Brief >>
Output each line of the listing below as a JSON list of strings, one string per line, with blank lines omitted.

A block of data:

————————

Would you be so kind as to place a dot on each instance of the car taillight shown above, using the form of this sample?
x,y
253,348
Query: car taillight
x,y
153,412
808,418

————————

Response for this exercise >>
[
  "Would you be so kind as to place a dot on each instance of the car taillight shown above, using the form of this sample?",
  "x,y",
  "253,348",
  "Query: car taillight",
  "x,y",
  "153,412",
  "808,418"
]